* Texte source
Faut-il se réjouir de la publication des derniers inédits du grand Thibon ? L’homme, le philosophe, est toujours, même dans des notes prises sur un coin de table comme ce que l’on publie ici (des croquis préparatoires à des conférences, et des carnets de voyage), profond, souvent drôle, jamais inutile. On relèvera des belles formules comme : « Exemples de génies secs : un Maurras, un Valéry ; de génies humides : un Lamartine, un Verlaine. » Ou des intuitions paradoxales : « Il y a des erreurs fécondes et des vérités stériles. »
On peut noter en passant que la métaphore qui revient sans cesse, et le plus, chez ce « paysan » est celle de l’aile, de l’oiseau, de la légèreté. En ce sens, il est fils de Nietzsche, et ennemi de la lourdeur comme gravité. Chantre de la « communauté », Thibon n’est-il pas cependant l’esprit le plus indépendant du monde ? Ne vécut-il pas à l’inverse de la vie traditionnelle qu’il prônait ? C’est une complexité neuve qu’il faudrait ajouter à son personnage.
Mais il faut aussi dire qu’on a parfois l’impression que Françoise Chauvin, son exécutrice testamentaire, trait la bête jusqu’à en extraire les dernières gouttes. Alors que, malgré l’excellent Dossier H dirigé par Philippe Barthelet il y a dix ans, manque toujours une biographie intellectuelle de qualité du philosophe. Avis aux éditeurs.

* Consigne a
Selon le compte rendu des inédits de Thibon, qui est son exécutrice testamentaire ?
Le texte et les enregistrements n'ont aucun lien entre eux.

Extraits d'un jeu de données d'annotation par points
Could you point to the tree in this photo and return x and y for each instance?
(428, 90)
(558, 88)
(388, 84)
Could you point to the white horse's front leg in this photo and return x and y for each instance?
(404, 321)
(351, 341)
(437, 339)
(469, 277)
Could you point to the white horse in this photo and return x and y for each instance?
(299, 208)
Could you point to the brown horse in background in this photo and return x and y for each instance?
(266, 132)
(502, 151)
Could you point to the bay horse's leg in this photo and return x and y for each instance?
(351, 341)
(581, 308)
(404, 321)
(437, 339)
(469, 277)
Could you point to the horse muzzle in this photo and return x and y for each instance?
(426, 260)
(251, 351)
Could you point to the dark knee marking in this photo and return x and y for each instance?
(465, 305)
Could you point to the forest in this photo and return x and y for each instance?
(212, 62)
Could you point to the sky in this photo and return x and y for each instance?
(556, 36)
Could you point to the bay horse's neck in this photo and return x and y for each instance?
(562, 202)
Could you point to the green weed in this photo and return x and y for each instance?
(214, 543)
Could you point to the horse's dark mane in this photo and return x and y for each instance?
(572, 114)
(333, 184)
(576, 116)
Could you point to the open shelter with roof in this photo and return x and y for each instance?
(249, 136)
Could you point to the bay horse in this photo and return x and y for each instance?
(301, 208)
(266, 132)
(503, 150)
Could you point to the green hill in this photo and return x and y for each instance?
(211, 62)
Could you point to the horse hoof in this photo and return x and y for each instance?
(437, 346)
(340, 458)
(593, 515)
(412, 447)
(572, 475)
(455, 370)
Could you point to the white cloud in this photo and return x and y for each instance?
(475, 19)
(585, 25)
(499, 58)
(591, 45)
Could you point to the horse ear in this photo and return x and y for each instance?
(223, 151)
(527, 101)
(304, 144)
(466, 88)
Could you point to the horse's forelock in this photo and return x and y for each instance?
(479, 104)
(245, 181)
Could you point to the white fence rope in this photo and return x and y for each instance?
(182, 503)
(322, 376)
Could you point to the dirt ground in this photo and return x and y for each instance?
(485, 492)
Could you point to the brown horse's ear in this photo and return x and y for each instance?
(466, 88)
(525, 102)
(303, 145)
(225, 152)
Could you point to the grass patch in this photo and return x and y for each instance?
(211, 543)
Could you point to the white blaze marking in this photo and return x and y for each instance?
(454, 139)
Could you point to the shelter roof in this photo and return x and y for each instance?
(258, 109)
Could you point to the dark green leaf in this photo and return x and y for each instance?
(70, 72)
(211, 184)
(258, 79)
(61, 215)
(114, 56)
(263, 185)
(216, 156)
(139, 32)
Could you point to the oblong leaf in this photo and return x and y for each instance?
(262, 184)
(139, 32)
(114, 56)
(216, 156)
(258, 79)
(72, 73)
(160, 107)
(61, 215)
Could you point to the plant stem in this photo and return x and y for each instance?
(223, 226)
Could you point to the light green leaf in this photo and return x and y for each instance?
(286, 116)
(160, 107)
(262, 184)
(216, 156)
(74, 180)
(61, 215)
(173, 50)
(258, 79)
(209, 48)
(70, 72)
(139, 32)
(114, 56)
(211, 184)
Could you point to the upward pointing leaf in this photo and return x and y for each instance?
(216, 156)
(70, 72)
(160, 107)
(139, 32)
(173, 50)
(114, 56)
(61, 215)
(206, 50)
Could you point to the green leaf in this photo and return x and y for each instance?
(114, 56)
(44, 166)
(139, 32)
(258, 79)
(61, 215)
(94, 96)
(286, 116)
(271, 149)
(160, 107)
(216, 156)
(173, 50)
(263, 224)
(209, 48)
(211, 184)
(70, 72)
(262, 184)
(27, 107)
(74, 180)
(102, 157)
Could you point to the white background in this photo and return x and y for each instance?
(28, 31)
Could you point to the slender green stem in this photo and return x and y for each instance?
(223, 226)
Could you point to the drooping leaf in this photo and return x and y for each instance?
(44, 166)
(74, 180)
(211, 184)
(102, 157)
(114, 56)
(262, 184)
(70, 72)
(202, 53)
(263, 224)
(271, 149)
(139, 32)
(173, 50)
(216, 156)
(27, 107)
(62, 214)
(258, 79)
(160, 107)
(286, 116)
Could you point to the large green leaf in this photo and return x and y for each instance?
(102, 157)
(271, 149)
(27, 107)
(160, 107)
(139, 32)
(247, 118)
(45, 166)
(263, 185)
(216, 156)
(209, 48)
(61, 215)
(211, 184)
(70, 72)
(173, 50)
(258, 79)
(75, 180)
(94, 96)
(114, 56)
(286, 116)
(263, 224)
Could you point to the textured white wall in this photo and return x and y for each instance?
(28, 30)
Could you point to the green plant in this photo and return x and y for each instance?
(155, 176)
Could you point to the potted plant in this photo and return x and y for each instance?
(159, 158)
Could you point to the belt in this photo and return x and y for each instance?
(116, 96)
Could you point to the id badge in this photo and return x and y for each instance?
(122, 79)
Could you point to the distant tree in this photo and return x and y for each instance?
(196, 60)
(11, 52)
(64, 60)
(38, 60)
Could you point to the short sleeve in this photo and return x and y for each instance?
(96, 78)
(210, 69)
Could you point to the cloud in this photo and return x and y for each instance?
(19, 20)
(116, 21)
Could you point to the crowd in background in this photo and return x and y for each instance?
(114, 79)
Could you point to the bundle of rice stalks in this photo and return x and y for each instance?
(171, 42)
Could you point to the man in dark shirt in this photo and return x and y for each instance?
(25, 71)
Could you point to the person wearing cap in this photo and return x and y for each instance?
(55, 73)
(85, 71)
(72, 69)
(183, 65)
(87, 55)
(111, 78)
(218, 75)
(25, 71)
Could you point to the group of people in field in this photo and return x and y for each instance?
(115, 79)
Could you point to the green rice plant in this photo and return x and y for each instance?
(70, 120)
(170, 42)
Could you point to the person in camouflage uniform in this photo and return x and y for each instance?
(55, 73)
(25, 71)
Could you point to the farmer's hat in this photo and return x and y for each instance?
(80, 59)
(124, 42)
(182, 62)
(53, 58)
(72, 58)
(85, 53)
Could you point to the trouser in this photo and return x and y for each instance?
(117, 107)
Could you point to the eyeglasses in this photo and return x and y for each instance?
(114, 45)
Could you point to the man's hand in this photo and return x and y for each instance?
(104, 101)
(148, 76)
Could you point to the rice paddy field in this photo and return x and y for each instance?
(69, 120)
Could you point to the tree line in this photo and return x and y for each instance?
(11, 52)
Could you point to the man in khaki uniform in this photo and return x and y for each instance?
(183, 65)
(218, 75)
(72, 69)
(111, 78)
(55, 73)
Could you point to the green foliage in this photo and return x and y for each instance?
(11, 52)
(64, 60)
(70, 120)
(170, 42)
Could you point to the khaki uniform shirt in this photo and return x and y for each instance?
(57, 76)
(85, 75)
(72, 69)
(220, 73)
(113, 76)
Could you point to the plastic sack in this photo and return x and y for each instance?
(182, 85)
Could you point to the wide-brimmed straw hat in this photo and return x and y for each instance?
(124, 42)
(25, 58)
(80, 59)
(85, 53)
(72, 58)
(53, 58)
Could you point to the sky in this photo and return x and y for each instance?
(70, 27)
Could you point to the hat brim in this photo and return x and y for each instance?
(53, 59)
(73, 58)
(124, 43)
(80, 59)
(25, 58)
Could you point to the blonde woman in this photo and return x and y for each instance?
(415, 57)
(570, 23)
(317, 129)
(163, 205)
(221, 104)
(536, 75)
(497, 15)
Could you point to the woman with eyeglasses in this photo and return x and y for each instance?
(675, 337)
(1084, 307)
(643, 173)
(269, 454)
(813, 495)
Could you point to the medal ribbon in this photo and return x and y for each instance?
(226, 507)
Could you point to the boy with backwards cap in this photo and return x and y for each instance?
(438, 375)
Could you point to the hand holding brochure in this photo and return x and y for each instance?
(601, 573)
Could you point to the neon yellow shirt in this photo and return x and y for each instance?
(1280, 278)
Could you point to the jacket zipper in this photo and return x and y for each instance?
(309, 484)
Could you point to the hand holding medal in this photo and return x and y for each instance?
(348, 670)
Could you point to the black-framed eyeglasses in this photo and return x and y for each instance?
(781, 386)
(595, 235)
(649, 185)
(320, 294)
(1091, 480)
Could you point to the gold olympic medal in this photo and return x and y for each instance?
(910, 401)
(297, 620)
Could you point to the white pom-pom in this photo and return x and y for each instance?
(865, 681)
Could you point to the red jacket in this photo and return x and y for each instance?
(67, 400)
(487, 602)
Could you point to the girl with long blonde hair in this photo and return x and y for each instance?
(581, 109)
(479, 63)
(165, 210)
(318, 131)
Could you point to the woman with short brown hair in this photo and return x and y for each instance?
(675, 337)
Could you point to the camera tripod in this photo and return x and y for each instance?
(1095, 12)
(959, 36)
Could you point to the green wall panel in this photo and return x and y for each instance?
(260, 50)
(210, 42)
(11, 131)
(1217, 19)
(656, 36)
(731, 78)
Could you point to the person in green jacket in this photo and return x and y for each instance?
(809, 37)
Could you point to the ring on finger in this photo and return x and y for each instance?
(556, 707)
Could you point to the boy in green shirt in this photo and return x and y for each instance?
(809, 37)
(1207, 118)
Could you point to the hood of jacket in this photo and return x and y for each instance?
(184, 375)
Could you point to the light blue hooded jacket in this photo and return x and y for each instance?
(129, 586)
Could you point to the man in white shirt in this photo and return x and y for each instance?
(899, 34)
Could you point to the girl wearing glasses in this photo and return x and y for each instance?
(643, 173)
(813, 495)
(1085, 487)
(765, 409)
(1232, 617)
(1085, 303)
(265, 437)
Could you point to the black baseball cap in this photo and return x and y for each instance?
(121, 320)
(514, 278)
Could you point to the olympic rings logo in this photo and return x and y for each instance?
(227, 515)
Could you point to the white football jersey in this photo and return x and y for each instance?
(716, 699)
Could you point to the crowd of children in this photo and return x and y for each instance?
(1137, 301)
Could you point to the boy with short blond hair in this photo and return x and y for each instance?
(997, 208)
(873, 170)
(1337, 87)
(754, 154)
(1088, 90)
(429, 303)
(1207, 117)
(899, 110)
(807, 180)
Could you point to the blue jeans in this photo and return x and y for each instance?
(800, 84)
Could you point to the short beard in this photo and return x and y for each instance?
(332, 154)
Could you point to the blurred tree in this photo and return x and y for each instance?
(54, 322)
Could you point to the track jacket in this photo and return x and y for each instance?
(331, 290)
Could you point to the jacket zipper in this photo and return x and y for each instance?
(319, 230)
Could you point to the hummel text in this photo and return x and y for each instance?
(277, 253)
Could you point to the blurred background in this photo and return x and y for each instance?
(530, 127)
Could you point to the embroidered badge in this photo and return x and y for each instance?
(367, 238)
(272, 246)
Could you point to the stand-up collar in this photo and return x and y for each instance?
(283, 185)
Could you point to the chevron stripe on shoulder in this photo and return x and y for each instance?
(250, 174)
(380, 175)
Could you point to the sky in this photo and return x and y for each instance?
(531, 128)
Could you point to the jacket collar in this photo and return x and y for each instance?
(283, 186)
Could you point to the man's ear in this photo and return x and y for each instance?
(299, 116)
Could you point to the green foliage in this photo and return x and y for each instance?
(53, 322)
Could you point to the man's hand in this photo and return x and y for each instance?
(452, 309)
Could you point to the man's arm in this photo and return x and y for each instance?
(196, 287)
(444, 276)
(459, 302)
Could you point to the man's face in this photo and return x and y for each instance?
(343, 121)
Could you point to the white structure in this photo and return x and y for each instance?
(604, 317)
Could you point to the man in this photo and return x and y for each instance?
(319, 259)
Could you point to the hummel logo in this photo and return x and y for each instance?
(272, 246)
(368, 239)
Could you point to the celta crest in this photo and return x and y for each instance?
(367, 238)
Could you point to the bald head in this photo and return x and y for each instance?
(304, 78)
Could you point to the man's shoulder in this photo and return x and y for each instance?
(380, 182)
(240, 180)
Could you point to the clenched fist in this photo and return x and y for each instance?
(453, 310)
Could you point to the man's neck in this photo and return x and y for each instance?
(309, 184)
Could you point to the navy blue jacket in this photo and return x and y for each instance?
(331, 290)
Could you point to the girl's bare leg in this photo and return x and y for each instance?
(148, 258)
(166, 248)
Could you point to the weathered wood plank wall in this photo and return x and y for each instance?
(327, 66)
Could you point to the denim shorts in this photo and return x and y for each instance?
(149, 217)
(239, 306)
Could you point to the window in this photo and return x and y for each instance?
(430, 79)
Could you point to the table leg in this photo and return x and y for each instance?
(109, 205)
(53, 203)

* Consigne b
Relevez chaque ligne des enregistrements qui contient le mot « crowd », en respectant la casse.

* Résultat attendu a
Françoise Chauvin.

* Résultat attendu b
Could you point to the crowd in background in this photo and return x and y for each instance?
Could you point to the crowd of children in this photo and return x and y for each instance?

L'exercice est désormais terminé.